━━━ TEXT PROVIDED
How to Live Your Life Passionately

Passion definition: great enthusiasm for something; moved by strong emotion; the state of being acted upon or affected by something; expressing, showing, or marked by intense or strong feeling.

Agape definition: Being in a state of astonishment, wonder, expectation, or eager attention; as with mouth hanging open.

This past month I found myself fascinated by these two words. My question to you, before I even begin this essay, is how often do YOU find yourself using these words to describe events or feelings that you have experienced recently?

First, I would like to say a few words on Passion. Of course the idea of passion is often correlated with sensuality, love, sexuality and affection. All of these ideas are often symbiotic with strong feelings and emotions that I believe most people want more of in their lives. Living passionately may include these aspect of passion, but in addition, it also includes how you interact with your work, your spiritual life, the way you participate with your children and much more. I believe that how fully you invest yourself into who you are and what you do, is what creates a passionate life. Passion also brings with it many important benefits such as greater health, more joy and a greater sense of purpose in life.
━━━━━━
**TASK DESCRIPTION:**
Please answer these questions from the text on living passionately:
1. In the definition of agape, what image follows the words "as with"?
2. According to the writer, what creates a passionate life?
3. What benefits does passion bring?
The lines are separate material with no connection to the text on living passionately.
━━━ SUPPLIED DATA
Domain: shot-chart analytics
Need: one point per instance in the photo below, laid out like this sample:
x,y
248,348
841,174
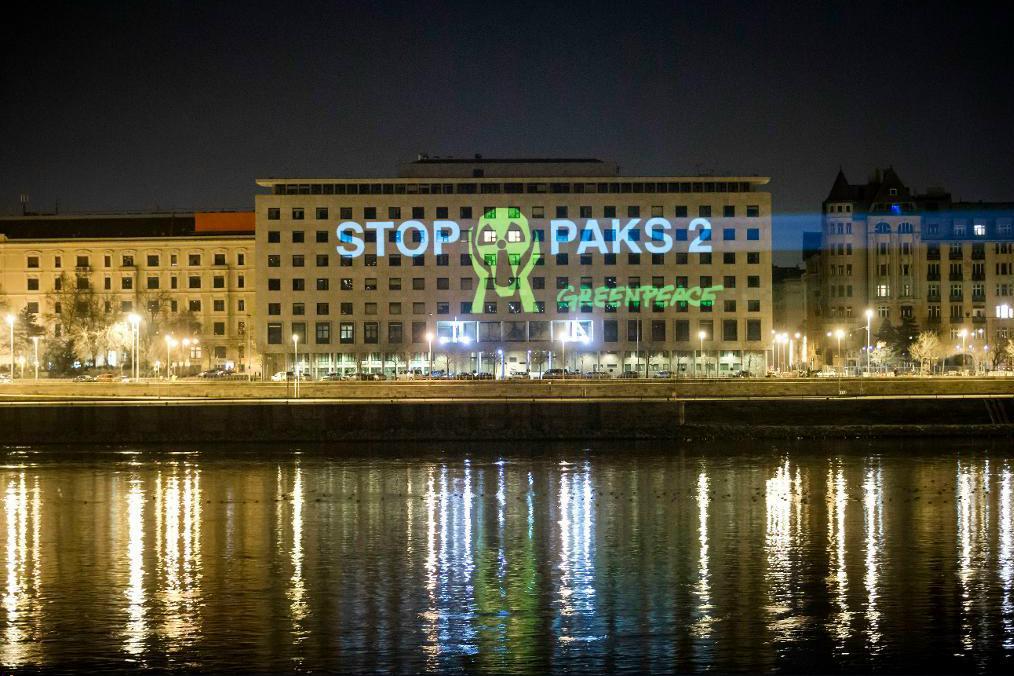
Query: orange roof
x,y
224,221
━━━━━━
**SOLUTION FOR THIS PROBLEM:**
1. A mouth hanging open.
2. How fully you invest yourself into who you are and what you do.
3. Greater health, more joy and a greater sense of purpose in life.